[Dataset entries]
=====

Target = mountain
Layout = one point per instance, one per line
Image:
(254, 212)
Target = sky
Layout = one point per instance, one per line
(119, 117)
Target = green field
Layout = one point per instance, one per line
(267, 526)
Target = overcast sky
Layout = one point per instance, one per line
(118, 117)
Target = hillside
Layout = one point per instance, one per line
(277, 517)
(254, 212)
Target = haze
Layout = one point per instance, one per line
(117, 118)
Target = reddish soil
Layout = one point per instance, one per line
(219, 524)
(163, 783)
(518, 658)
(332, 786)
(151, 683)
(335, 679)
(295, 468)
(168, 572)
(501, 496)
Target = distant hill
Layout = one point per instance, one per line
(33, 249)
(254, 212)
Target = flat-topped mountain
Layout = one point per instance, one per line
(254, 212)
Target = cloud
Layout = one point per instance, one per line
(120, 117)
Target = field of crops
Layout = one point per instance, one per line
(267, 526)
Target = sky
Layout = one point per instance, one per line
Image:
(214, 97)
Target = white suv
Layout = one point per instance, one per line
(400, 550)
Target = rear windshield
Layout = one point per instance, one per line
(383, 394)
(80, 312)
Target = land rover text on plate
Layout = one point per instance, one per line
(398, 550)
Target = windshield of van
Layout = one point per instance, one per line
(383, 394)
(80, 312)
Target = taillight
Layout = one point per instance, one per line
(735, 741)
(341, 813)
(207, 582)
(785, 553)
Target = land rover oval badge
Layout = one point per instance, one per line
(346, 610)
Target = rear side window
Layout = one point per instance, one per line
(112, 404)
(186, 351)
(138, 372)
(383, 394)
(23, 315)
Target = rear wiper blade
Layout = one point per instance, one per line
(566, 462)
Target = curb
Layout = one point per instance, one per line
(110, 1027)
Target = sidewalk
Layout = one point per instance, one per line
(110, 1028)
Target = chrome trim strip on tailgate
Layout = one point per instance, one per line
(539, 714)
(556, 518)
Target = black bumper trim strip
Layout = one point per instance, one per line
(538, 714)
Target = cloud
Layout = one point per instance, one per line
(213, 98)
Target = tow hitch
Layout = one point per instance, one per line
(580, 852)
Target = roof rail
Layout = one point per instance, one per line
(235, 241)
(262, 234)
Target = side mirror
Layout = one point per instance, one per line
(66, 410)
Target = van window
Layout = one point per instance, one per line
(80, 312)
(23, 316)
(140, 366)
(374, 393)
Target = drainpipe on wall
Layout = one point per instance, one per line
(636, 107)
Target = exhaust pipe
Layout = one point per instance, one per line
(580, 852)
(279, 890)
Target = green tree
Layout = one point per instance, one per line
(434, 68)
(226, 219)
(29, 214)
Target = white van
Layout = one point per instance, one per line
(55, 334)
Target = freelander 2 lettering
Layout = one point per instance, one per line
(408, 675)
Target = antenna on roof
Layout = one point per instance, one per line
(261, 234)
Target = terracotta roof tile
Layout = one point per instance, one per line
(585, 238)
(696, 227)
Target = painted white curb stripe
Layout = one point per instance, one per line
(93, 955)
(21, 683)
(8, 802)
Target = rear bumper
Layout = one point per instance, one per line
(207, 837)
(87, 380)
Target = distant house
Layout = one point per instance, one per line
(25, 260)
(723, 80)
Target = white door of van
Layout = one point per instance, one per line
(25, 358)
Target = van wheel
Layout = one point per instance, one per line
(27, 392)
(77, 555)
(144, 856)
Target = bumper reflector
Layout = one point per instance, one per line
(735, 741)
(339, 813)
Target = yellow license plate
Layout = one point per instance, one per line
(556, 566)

=====

Please make the answer a complete, exact reproduction of the records.

RESULT OF THE EXERCISE
Target = mountain
Layout = one point per instance, one per line
Image:
(254, 212)
Target = sky
Layout = one point per instance, one per line
(119, 117)
Target = green field
Layout = one point per instance, one per line
(267, 526)
Target = overcast sky
Layout = one point per instance, one per line
(118, 117)
Target = hillside
Layout = one point per instance, one per line
(277, 517)
(254, 212)
Target = haze
Layout = one point per instance, one per line
(117, 118)
Target = reddish soil
Layout = one point per instance, one per line
(219, 524)
(163, 783)
(518, 658)
(332, 786)
(151, 683)
(335, 679)
(295, 468)
(168, 572)
(501, 496)
Target = distant hill
Layout = one point per instance, one per line
(33, 249)
(254, 212)
Target = flat-topped mountain
Layout = one point per instance, one per line
(254, 212)
Target = cloud
Layout = one point per instance, one per line
(120, 117)
Target = field of crops
Layout = one point per instance, one per line
(267, 526)
Target = sky
Layout = one point per instance, one per line
Image:
(214, 97)
Target = white suv
Layout = one point per instance, one per line
(400, 550)
Target = rear windshield
Layout = one point per instance, one per line
(383, 394)
(80, 312)
Target = land rover text on plate
Layout = one point per instance, one per line
(398, 550)
Target = windshield of van
Layout = one point per instance, one per line
(383, 394)
(80, 312)
Target = taillight
Layout = one point per instance, one per line
(735, 741)
(341, 813)
(207, 582)
(785, 553)
Target = land rover oval badge
Layout = one point per instance, one per line
(346, 610)
Target = rear side window
Layout = one point per instance, one per line
(112, 404)
(186, 351)
(138, 372)
(383, 394)
(23, 315)
Target = rear wiper blade
Layout = one point per instance, one per line
(566, 462)
Target = curb
Layout = one point per instance, one per line
(110, 1027)
Target = sidewalk
Layout = one point per instance, one per line
(110, 1028)
Target = chrome trim strip on tailgate
Layout = one point per instance, one per line
(539, 714)
(556, 518)
Target = black bumper trim strip
Layout = one point per instance, one per line
(538, 714)
Target = cloud
Layout = one point per instance, one per line
(213, 98)
Target = tow hitch
Layout = one point per instance, one per line
(580, 852)
Target = roof rail
Layout = one point per instance, one per line
(235, 241)
(262, 234)
Target = side mirror
Layout = one point per instance, one per line
(66, 410)
Target = van window
Layout = one point per instance, one per line
(80, 312)
(23, 316)
(140, 366)
(374, 393)
Target = drainpipe on wall
Layout = one point per instance, one per line
(636, 107)
Target = exhaust pipe
Layout = one point per instance, one per line
(580, 852)
(279, 890)
Target = green tree
Layout = one point per instance, one per line
(434, 68)
(226, 219)
(29, 214)
Target = white van
Layout = one point per instance, one per line
(55, 334)
Target = freelander 2 lettering
Layout = one point per instance, one per line
(408, 675)
Target = antenna on roof
Layout = one point per instance, one per line
(261, 234)
Target = terracotta roof tile
Layout = one point per instance, one per line
(585, 238)
(696, 227)
Target = painted white curb stripe
Layout = one point per instance, one per line
(93, 955)
(21, 683)
(8, 802)
Target = rear bumper
Layout = one point per instance, one per line
(207, 837)
(87, 380)
Target = distant house
Layout = one point per instance, one per line
(25, 260)
(723, 80)
Target = white door of van
Layout = one point per instance, one per line
(25, 358)
Target = van wheel
Layout = one point per instance, one per line
(27, 392)
(77, 555)
(144, 856)
Target = bumper reflector
Layout = one point per instance, one per line
(735, 741)
(339, 813)
Target = yellow license plate
Layout = one point per instance, one per line
(556, 566)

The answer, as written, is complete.